▸ **ASSIGNMENT**:
Your task is to restate every entry below word for word and omit the images.

(Collected data)
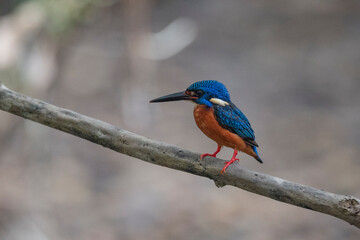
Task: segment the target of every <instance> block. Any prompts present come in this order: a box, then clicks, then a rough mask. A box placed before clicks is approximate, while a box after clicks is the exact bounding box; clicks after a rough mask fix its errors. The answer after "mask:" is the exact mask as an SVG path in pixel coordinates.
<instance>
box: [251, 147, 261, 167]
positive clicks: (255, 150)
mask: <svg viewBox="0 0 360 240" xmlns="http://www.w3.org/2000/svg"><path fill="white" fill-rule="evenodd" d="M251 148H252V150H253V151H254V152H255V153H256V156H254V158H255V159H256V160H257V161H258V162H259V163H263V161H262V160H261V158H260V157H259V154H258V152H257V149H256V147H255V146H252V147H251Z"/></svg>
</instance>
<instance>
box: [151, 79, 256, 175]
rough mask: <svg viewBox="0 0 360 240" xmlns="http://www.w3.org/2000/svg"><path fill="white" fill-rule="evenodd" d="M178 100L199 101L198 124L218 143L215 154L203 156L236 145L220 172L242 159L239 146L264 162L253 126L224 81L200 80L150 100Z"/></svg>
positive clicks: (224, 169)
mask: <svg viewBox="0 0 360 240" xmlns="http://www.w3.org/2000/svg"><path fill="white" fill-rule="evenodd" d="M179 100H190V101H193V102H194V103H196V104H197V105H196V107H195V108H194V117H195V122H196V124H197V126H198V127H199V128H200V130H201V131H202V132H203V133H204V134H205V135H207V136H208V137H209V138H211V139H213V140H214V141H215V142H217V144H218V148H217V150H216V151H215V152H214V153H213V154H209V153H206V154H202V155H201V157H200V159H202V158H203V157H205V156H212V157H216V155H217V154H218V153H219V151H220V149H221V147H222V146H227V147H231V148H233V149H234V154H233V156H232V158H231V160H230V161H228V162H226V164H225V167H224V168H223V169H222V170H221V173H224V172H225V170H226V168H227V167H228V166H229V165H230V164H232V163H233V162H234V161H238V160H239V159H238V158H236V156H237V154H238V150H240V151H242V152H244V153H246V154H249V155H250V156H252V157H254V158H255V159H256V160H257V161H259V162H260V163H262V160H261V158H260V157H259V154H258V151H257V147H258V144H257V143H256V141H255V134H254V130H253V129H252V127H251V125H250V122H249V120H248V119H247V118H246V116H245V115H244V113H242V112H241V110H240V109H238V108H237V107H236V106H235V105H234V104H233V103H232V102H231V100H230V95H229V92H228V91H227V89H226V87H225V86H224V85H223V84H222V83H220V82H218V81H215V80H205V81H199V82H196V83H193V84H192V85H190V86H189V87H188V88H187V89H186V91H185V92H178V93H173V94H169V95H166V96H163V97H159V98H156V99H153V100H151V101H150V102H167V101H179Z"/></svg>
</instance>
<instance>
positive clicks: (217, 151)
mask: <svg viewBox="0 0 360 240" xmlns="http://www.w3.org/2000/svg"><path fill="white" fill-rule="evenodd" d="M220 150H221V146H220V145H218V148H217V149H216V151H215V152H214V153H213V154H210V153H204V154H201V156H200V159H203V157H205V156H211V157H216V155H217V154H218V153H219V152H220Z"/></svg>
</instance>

▸ **ANSWER**:
Task: segment the target of every <instance> block. Any prompts present come in this order: a box, then clicks, then a rough mask. A box placed before clicks is approximate, while a box after clicks is the exact bounding box; clicks after a rough mask fix its errors. The answer after "mask:" is the exact mask as an SVG path in pixel coordinates.
<instance>
box: [251, 147, 261, 167]
positive clicks: (255, 150)
mask: <svg viewBox="0 0 360 240" xmlns="http://www.w3.org/2000/svg"><path fill="white" fill-rule="evenodd" d="M251 148H252V150H253V151H254V152H255V153H256V156H254V158H255V159H256V160H257V161H258V162H259V163H263V161H262V160H261V158H260V157H259V154H258V152H257V149H256V147H255V146H252V147H251Z"/></svg>
</instance>
<instance>
box: [151, 79, 256, 175]
rough mask: <svg viewBox="0 0 360 240" xmlns="http://www.w3.org/2000/svg"><path fill="white" fill-rule="evenodd" d="M178 100L199 101L198 124L218 143L215 154L203 156L236 145L220 172L242 159L239 146L264 162L253 126L224 81L200 80L150 100Z"/></svg>
positive clicks: (224, 169)
mask: <svg viewBox="0 0 360 240" xmlns="http://www.w3.org/2000/svg"><path fill="white" fill-rule="evenodd" d="M179 100H190V101H193V102H194V103H196V104H197V105H196V107H195V108H194V117H195V122H196V124H197V126H198V127H199V128H200V130H201V131H202V132H203V133H204V134H205V135H207V136H208V137H209V138H211V139H213V140H214V141H215V142H217V144H218V148H217V150H216V151H215V152H214V153H213V154H209V153H206V154H202V155H201V157H200V159H202V158H203V157H205V156H212V157H216V155H217V154H218V153H219V151H220V149H221V147H222V146H227V147H231V148H233V149H234V154H233V156H232V158H231V160H230V161H228V162H226V164H225V167H224V168H223V169H222V170H221V173H224V172H225V170H226V168H227V167H228V166H229V165H230V164H232V163H233V162H234V161H238V160H239V159H238V158H236V156H237V154H238V150H240V151H242V152H244V153H246V154H249V155H250V156H252V157H254V158H255V159H256V160H257V161H259V162H260V163H262V160H261V158H260V157H259V154H258V151H257V147H258V144H257V143H256V141H255V134H254V130H253V129H252V127H251V125H250V122H249V120H248V119H247V118H246V116H245V115H244V113H242V112H241V110H240V109H238V108H237V107H236V106H235V105H234V104H233V103H232V102H231V100H230V95H229V92H228V91H227V89H226V87H225V86H224V85H223V84H222V83H220V82H218V81H215V80H205V81H199V82H196V83H193V84H192V85H190V86H189V87H188V88H187V89H186V91H185V92H178V93H173V94H169V95H166V96H163V97H159V98H156V99H153V100H151V101H150V102H167V101H179Z"/></svg>
</instance>
<instance>
positive clicks: (217, 151)
mask: <svg viewBox="0 0 360 240" xmlns="http://www.w3.org/2000/svg"><path fill="white" fill-rule="evenodd" d="M220 150H221V146H220V145H218V148H217V149H216V151H215V152H214V153H213V154H210V153H204V154H201V156H200V159H203V157H205V156H211V157H216V155H217V154H218V153H219V152H220Z"/></svg>
</instance>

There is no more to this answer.